Vor einer Woche sprach ich mich an dieser Stelle für 2G aus – dass überall dort, wo heute ein Test genügt, neu nur noch Geimpfte und Genesene zugelassen sein sollten.
Mein Kommentar hat extrem viele Reaktionen ausgelöst, manche ebenso kritisch wie reflektiert. Ein Leser zum Beispiel schreibt: «Im Moment mache ich als Umgeimpfter jeden zweiten Tag einen Test, den ich selber bezahle. Mich, meine kleine Tochter und meine Frau in Zukunft einsperren zu wollen, kann nicht Ihr Ernst sein.» Aber auch viele Geimpfte fanden, 2G gehe zu weit.
Meine Überlegung war und ist: Wenn die Spitäler wieder am Anschlag und die Intensivstationen nahezu voll sind, werden zusätzliche Massnahmen unumgänglich. Da ist es das kleinere Übel, wenn sich jene 23 Prozent der über Zwölfjährigen einschränken, die bisher nicht geimpft sind, als wieder einmal die gesamte Bevölkerung.
Zumal es fast ausschliesslich Ungeimpfte sind, wegen denen die Intensivstationen überlaufen: Gemäss CH Media sind in St. Gallen rund 90 Prozent der Intensivpatienten ungeimpft, im Aargau waren es seit August 64 von 67!
Der Bundesrat hat mit seinem Massnahmenpaket gestern immerhin eine Tür für 2G geöffnet: Restaurants, Clubs oder Fitnesscenter haben die Wahl zwischen 3G mit Maskenpflicht und 2G ohne.
Nun soll der freie Markt entscheiden, welche Regel besser angenommen wird: Öffnung mit Einschränkungen auch für nicht immunisierte Getestete? Oder exklusiv für Geimpfte und Genesene (2G), dafür ohne Einschränkungen?
Die Pandemie nimmt ständig ungeahnte Wendungen, ähnlich sprunghaft entwickelt sich auch die öffentliche Meinung. Gemäss der jüngsten repräsentativen SonntagsBlick-Umfrage sind heute 63 Prozent für 2G, 53 Prozent befürworten sogar eine Impfpflicht. Das wäre noch vor kurzem unvorstellbar gewesen.
Nach der Abstimmung über das Covid-Gesetz vom Sonntag hofften viele, dass nach einem lauten, gehässigen, ganz und gar unschweizerischen Abstimmungskampf nun endlich Ruhe einkehrt.

Regionsbeschreibungen in natürlicher Sprache
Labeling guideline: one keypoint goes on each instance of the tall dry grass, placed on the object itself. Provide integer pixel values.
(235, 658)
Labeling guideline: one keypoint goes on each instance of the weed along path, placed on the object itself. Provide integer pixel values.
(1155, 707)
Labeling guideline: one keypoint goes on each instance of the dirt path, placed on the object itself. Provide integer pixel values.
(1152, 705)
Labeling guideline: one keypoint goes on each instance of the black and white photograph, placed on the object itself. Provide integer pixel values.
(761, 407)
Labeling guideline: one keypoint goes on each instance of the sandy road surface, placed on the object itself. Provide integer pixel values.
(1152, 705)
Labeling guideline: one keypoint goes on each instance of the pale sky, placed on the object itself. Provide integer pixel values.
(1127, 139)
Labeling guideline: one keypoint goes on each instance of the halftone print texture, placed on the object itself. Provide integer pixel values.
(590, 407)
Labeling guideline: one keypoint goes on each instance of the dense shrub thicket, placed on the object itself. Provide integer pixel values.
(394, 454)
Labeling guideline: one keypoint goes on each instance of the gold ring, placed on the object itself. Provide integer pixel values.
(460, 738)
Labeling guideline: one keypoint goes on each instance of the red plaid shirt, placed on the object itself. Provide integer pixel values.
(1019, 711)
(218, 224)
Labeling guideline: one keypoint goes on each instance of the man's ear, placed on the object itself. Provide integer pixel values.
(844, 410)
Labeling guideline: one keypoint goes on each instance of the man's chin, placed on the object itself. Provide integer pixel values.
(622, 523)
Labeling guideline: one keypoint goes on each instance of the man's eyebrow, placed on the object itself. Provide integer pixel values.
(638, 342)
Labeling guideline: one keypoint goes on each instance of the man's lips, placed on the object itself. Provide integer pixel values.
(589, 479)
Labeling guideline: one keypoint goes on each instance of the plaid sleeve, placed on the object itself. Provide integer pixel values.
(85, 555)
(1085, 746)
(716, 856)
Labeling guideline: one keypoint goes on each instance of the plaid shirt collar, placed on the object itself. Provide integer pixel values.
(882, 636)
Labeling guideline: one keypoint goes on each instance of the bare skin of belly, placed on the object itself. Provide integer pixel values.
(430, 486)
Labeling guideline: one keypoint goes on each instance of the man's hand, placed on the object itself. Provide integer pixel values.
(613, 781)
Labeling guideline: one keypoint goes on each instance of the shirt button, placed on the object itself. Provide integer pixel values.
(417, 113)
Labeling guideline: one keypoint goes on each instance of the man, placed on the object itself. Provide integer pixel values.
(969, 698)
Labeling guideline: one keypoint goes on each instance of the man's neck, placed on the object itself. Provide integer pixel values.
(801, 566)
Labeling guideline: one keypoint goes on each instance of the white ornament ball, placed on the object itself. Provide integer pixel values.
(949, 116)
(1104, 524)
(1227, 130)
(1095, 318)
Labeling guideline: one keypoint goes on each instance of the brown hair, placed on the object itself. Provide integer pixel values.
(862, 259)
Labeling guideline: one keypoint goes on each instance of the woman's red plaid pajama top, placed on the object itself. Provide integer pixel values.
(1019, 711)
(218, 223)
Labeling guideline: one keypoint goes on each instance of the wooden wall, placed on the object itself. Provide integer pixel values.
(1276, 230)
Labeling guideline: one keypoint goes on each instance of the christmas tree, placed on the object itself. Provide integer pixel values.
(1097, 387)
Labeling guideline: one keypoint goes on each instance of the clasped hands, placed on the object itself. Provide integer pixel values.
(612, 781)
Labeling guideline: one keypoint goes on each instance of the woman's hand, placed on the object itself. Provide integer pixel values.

» **ZU BEFOLGENDE ANWEISUNG**
Wie viel Prozent der über Zwölfjährigen sind laut dem Kommentar zu 2G bisher nicht geimpft?

» **ERGEBNIS**
23 Prozent.